---------- Information given
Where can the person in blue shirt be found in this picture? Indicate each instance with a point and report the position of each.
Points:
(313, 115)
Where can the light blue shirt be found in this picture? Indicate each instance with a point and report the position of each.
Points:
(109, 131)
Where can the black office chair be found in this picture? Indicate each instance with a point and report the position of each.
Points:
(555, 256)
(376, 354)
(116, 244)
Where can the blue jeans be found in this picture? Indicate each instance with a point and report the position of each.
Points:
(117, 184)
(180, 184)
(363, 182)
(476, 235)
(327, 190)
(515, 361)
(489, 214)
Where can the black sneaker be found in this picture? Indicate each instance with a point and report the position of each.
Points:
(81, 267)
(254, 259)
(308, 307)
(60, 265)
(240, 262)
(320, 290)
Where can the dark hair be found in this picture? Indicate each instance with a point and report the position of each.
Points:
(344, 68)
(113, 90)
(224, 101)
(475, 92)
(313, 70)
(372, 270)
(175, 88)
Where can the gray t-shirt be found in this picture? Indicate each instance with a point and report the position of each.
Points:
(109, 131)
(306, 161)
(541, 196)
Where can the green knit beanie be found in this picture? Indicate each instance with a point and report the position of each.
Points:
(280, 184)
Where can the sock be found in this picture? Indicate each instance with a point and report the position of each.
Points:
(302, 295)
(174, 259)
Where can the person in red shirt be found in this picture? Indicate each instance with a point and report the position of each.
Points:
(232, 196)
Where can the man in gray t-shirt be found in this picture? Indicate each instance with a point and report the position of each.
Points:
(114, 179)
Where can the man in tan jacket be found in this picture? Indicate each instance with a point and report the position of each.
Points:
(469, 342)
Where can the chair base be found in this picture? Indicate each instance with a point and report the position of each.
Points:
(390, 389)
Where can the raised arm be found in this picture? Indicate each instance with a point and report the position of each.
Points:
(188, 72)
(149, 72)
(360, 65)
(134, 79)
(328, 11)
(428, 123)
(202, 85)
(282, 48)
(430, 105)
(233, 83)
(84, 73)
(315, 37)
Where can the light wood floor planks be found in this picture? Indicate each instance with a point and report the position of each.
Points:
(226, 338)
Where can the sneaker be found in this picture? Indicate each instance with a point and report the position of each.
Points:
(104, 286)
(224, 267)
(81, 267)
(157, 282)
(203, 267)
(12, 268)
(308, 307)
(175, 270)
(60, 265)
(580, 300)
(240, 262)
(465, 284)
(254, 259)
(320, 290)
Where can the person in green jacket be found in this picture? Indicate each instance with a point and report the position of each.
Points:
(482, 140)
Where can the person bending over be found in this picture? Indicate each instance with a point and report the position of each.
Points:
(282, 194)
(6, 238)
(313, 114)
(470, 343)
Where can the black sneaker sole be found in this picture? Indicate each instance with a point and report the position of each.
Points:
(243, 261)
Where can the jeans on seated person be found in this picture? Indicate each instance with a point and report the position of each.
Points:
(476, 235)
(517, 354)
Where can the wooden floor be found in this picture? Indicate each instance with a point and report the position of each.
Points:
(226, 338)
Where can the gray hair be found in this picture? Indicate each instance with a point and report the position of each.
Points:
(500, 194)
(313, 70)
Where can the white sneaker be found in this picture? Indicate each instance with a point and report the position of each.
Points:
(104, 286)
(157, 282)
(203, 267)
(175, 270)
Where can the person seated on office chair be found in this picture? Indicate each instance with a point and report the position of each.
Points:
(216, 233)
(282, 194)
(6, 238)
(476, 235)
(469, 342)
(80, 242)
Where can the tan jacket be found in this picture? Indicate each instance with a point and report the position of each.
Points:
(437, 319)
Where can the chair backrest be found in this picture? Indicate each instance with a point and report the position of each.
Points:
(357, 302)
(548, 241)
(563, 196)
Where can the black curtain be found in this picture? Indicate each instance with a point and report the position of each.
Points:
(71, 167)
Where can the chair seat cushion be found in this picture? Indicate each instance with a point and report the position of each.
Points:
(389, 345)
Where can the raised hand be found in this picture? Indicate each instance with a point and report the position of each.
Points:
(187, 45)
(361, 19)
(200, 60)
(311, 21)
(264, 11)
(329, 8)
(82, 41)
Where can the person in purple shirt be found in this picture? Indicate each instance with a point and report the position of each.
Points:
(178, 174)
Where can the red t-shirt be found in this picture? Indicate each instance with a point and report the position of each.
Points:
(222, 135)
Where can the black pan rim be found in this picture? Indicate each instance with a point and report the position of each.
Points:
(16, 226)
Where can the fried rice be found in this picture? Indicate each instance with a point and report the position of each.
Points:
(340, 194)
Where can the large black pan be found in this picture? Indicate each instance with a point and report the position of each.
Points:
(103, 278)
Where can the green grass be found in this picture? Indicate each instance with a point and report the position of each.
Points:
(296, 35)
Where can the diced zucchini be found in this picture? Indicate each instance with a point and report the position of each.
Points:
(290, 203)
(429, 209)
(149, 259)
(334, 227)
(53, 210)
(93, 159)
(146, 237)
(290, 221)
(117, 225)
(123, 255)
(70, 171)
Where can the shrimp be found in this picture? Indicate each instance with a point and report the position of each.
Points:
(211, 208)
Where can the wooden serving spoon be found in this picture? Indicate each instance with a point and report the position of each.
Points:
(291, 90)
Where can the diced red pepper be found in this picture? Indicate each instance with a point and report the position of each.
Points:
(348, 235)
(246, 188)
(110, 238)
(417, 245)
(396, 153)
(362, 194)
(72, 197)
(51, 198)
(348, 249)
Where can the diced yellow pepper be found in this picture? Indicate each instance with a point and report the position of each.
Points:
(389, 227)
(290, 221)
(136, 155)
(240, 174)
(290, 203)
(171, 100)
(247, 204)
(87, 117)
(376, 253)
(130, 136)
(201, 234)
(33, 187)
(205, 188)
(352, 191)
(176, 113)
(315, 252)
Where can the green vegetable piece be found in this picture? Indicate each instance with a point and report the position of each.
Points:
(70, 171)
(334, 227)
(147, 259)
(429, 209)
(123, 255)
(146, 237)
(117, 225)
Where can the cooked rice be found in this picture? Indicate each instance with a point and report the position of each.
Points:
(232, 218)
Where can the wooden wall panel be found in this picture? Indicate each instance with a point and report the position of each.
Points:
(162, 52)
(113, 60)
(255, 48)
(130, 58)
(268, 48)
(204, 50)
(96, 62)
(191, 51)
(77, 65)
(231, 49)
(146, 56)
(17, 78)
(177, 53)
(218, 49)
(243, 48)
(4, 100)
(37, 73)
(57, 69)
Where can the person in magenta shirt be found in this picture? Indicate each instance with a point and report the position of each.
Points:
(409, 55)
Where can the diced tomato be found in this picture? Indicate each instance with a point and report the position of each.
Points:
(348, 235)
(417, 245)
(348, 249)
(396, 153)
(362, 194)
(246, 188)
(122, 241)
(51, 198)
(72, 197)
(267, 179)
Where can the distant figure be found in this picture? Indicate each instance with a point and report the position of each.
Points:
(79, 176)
--------------------
> Requirement
Give back the full listing exactly as it stands above.

> Result of the exercise
Where can the person in blue shirt be found in this picture? Indicate each instance with a point and report the position of each.
Points:
(313, 115)
Where can the light blue shirt be found in this picture? Indicate each instance with a point and report the position of each.
Points:
(109, 131)
Where can the black office chair be found in this picture? Indicate each instance with a point and report the position of each.
Points:
(555, 256)
(376, 354)
(116, 244)
Where can the blue jeans be found in this picture? Indicate each instance with a point and report the position of each.
Points:
(117, 184)
(180, 184)
(363, 182)
(476, 235)
(327, 190)
(515, 361)
(489, 214)
Where can the black sneaker be found in this picture? Indicate each instance with a point and report the position of each.
Points:
(81, 267)
(254, 259)
(308, 307)
(60, 265)
(240, 262)
(320, 290)
Where can the dark hair be found in this picture? Indicate each instance with a point and report the position of each.
Points:
(344, 68)
(113, 90)
(224, 101)
(475, 92)
(313, 70)
(372, 270)
(175, 88)
Where can the gray t-shirt be found in this picture? Indicate each instance with a point and report the position of each.
Points:
(109, 131)
(306, 161)
(541, 196)
Where can the green knit beanie be found in this picture? Indicate each instance with a point and report the position of each.
Points:
(280, 184)
Where can the sock be found in this picture? Indicate each instance with a point and report the position of each.
Points:
(302, 295)
(174, 259)
Where can the person in red shirt be found in this picture? Indicate each instance with a point and report the position of each.
Points:
(232, 196)
Where can the man in gray t-shirt be found in this picture? Indicate each instance with a point and report the position of each.
Points:
(114, 179)
Where can the man in tan jacket be found in this picture? Indicate each instance with a point and report the position of each.
Points:
(469, 342)
Where can the chair base be found in this picture? Indicate each instance with a point and report the position of each.
Points:
(390, 389)
Where can the raised arm be found in this picture? Indicate each instance with a point and report the position of each.
Points:
(188, 72)
(149, 72)
(360, 65)
(134, 79)
(328, 11)
(428, 123)
(202, 85)
(282, 48)
(430, 105)
(233, 83)
(84, 73)
(315, 37)
Where can the light wood floor planks be found in this picture? Indicate each instance with a point and report the position of each.
Points:
(226, 338)
Where can the sneaker be found in this picture? Indicate each instance with a point and report the position of each.
Points:
(104, 286)
(224, 267)
(81, 267)
(157, 282)
(203, 267)
(12, 268)
(308, 307)
(175, 270)
(60, 265)
(580, 300)
(240, 262)
(465, 284)
(254, 259)
(320, 290)
Where can the person in green jacket be found in this picture? Indicate each instance with a point and report the position of each.
Points:
(482, 140)
Where can the person bending over be found in this picture? Indicate each instance with a point and report the position of each.
Points:
(282, 194)
(6, 238)
(313, 114)
(470, 343)
Where can the black sneaker sole be found in this picture? Indicate each instance with a point and report the position of each.
Points:
(243, 261)
Where can the jeans on seated person be found in this picture? Indicate each instance with a point and report the position of each.
Points:
(476, 235)
(517, 354)
Where can the wooden floor be found in this picture? Indicate each instance with a point and report the position of each.
Points:
(226, 338)
Where can the gray hair be found in this picture? Indicate each instance with a point and report the position of each.
Points:
(500, 194)
(313, 70)
Where can the white sneaker be found in this picture? Indicate each instance with a point and report the position of each.
Points:
(104, 286)
(157, 282)
(203, 267)
(175, 270)
Where can the person seated on office chair be found in this picture? Indicate each instance with a point and report the position of each.
Points:
(216, 233)
(282, 194)
(6, 238)
(476, 235)
(469, 342)
(80, 242)
Where can the tan jacket be found in this picture? Indicate each instance with a point and report the position of each.
Points:
(437, 319)
Where can the chair backrest be found in this picture? Indicate each instance with a point and report the position of each.
Points:
(357, 302)
(548, 241)
(563, 196)
Where can the black curtain be found in this picture? Indicate each instance with a point and report the position of each.
Points:
(71, 167)
Where can the chair seat cushion be found in this picture? Indicate each instance with a point and report the position of each.
Points:
(389, 345)
Where can the raised hand be found in this picture? Indicate each instance with a point and report the position of each.
Points:
(187, 45)
(361, 19)
(200, 60)
(311, 21)
(264, 11)
(329, 8)
(82, 41)
Where can the person in purple shirt be found in this picture? Indicate each instance with a point and report the position of each.
Points:
(178, 174)
Where can the red t-shirt be found in this picture? Indicate each instance with a point and report the position of each.
Points:
(222, 135)
Where can the black pan rim be found in this picture? Indicate each instance with a point and report the position of each.
Points:
(16, 226)
Where can the fried rice be found in this picture? Indicate each instance with a point and report the position of each.
Points:
(340, 194)
Where can the large black pan be found in this picture? Indicate each instance with a point and report the position of each.
Points:
(103, 278)
Where can the green grass be found in this picture? Indicate each instance with a point and report the position of each.
Points:
(296, 35)
Where can the diced zucchini be found in this picture? Indicate each instance with a point and report the position of each.
Points:
(290, 203)
(429, 209)
(149, 259)
(334, 227)
(53, 210)
(93, 159)
(146, 237)
(290, 221)
(117, 225)
(123, 255)
(70, 171)
Where can the shrimp be found in this picture? Indicate each instance with a point and report the position of each.
Points:
(211, 208)
Where can the wooden serving spoon be found in this picture? Indicate each instance with a point and report the position of each.
Points:
(291, 90)
Where can the diced red pepper be found in this picture? Indicate each instance with a point and report the position of each.
Points:
(348, 235)
(246, 188)
(110, 238)
(417, 245)
(396, 153)
(362, 194)
(72, 197)
(51, 198)
(348, 249)
Where can the diced yellow pepper be found in this picture? Indicate each instance with a point and report the position of each.
Points:
(389, 227)
(290, 221)
(136, 155)
(240, 174)
(290, 203)
(171, 100)
(247, 204)
(87, 117)
(376, 253)
(130, 136)
(201, 234)
(33, 187)
(205, 188)
(352, 191)
(176, 113)
(315, 252)
Where can the green vegetable piece be found in this picture? Indicate each instance with a point and report the position of each.
Points:
(70, 171)
(334, 227)
(147, 259)
(429, 209)
(123, 255)
(146, 237)
(117, 225)
Where can the cooked rice be found in this picture? Indicate each instance with a point and report the position of each.
Points:
(232, 218)
Where can the wooden wall panel be found in this picture? Indicate each instance with a point and report the position of each.
Points:
(162, 52)
(113, 60)
(255, 48)
(130, 58)
(268, 48)
(204, 50)
(96, 62)
(191, 51)
(77, 65)
(231, 49)
(146, 56)
(17, 78)
(177, 53)
(218, 49)
(243, 48)
(4, 100)
(37, 73)
(57, 69)
Where can the person in magenta shirt be found in this picture? Indicate each instance with a point and report the position of each.
Points:
(409, 55)
Where can the diced tomato be found in this picture? Indicate each instance with a point and report the position of each.
Points:
(348, 235)
(417, 245)
(348, 249)
(396, 153)
(362, 194)
(246, 188)
(122, 241)
(51, 198)
(72, 197)
(267, 179)
Where can the distant figure be found in this picture? Indicate each instance with a point and report the position of each.
Points:
(79, 176)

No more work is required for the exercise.